■ **What the task asks**
In the article below about the Treasury investigation, rewrite the passage from "Bessent wrote on" up to and including "work with investigators.", swapping "allegations" for "claims".

■ **Document section**
==*==

Treasury investigating whether Minnesota welfare money went to al Shabaab

The Trump administration is looking into whether Minnesota tax money found its way to al Shabaab, a U.S.-designated foreign terrorist organization and al Qaeda affiliate based in Somalia, Treasury Secretary Scott Bessent said Monday.

Bessent wrote on X that the Treasury is “investigating allegations that under the feckless mismanagement of the Biden Administration and Governor Tim Walz, hardworking Minnesotans’ tax dollars may have been diverted to the terrorist organization Al-Shabaab.”

The Treasury secretary shared a Nov. 19 report in the conservative publication City Journal that alleged millions of dollars from Minnesota state welfare programs had “ultimately landed in the hands of the terror group Al-Shabaab,” citing law enforcement sources. Several Minnesota Republicans, including Rep. Tom Emmer, pushed federal prosecutors to look into the allegations.

Walz’s office pointed CBS News to remarks last week in which the governor said he welcomes an investigation into where defrauded welfare money went and would work with investigators.

Minnesota has been racked by allegations of large-scale fraud in the state’s public assistance programs. Dozens of people have been charged in a $250 million scheme involving the nonprofit group Feeding Our Future and its partners, which federal prosecutors say stole federal nutrition aid by falsely claiming to help distribute meals during the COVID-19 pandemic. Officials have also brought fraud charges involving housing aid and autism programs in the state.

Many of the defendants in these alleged fraud schemes are members of Minnesota’s large Somali community, a Somali American former investigator in the Minnesota attorney general’s office wrote in an opinion piece last year. The former investigator, Kayseh Magan, added that community members are also frequently victims of the schemes.

President Trump has repeatedly lashed out against Somali immigrants in Minnesota, claiming in a post last month that the state has become a “hub of fraudulent money laundering activity,” and announcing an end to temporary deportation protections for Somali people in the midwestern state. Last week, the president alleged, without evidence, that “hundreds of thousands of Somalians are ripping off our country and ripping apart that once great state.”

Walz and other Minnesota Democrats have defended the state’s Somali community. The governor told reporters last month, in response to the claims about al Shabaab: “Do not paint an entire group of people with that same brush, demonizing them, putting them at risk, when there is no proof of that.”

Claims that state money could be flowing to al Shabaab and other terror groups have circulated for years in Minnesota. A 2019 report by the state’s Office of the Legislative Auditor said it was “unable to substantiate” allegations that Child Care Assistance Program funding is going to terrorist groups, though the organization didn’t rule it out, saying it’s “possible” that state funds may have been sent overseas and eventually found its way to terrorists.

Andy Lugar, a Biden- and Obama-era U.S. attorney for Minnesota, told The Minnesota Star Tribune last month that those charged in the Feeding Our Future fraud scheme “were looking to get rich, not fund overseas terrorism.”

==*==

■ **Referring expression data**
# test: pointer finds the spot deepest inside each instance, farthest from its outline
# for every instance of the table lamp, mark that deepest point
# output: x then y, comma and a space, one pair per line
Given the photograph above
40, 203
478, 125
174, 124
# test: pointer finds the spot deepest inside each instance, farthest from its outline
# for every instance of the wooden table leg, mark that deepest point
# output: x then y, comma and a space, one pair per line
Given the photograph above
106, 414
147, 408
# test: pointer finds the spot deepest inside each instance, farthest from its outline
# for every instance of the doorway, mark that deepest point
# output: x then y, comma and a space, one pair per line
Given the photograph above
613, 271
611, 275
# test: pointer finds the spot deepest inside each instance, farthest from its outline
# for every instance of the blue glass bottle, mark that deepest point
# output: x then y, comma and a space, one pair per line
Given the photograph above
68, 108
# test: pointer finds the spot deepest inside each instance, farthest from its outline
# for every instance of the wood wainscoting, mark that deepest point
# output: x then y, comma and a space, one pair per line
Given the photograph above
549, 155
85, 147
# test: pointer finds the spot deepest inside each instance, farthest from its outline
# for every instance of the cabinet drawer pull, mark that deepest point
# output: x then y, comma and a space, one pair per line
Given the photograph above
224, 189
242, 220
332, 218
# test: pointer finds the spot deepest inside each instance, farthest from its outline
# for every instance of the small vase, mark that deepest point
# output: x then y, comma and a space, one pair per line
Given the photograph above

==*==

■ **Exercise solution**
Bessent wrote on X that the Treasury is “investigating claims that under the feckless mismanagement of the Biden Administration and Governor Tim Walz, hardworking Minnesotans’ tax dollars may have been diverted to the terrorist organization Al-Shabaab.”

The Treasury secretary shared a Nov. 19 report in the conservative publication City Journal that alleged millions of dollars from Minnesota state welfare programs had “ultimately landed in the hands of the terror group Al-Shabaab,” citing law enforcement sources. Several Minnesota Republicans, including Rep. Tom Emmer, pushed federal prosecutors to look into the claims.

Walz’s office pointed CBS News to remarks last week in which the governor said he welcomes an investigation into where defrauded welfare money went and would work with investigators.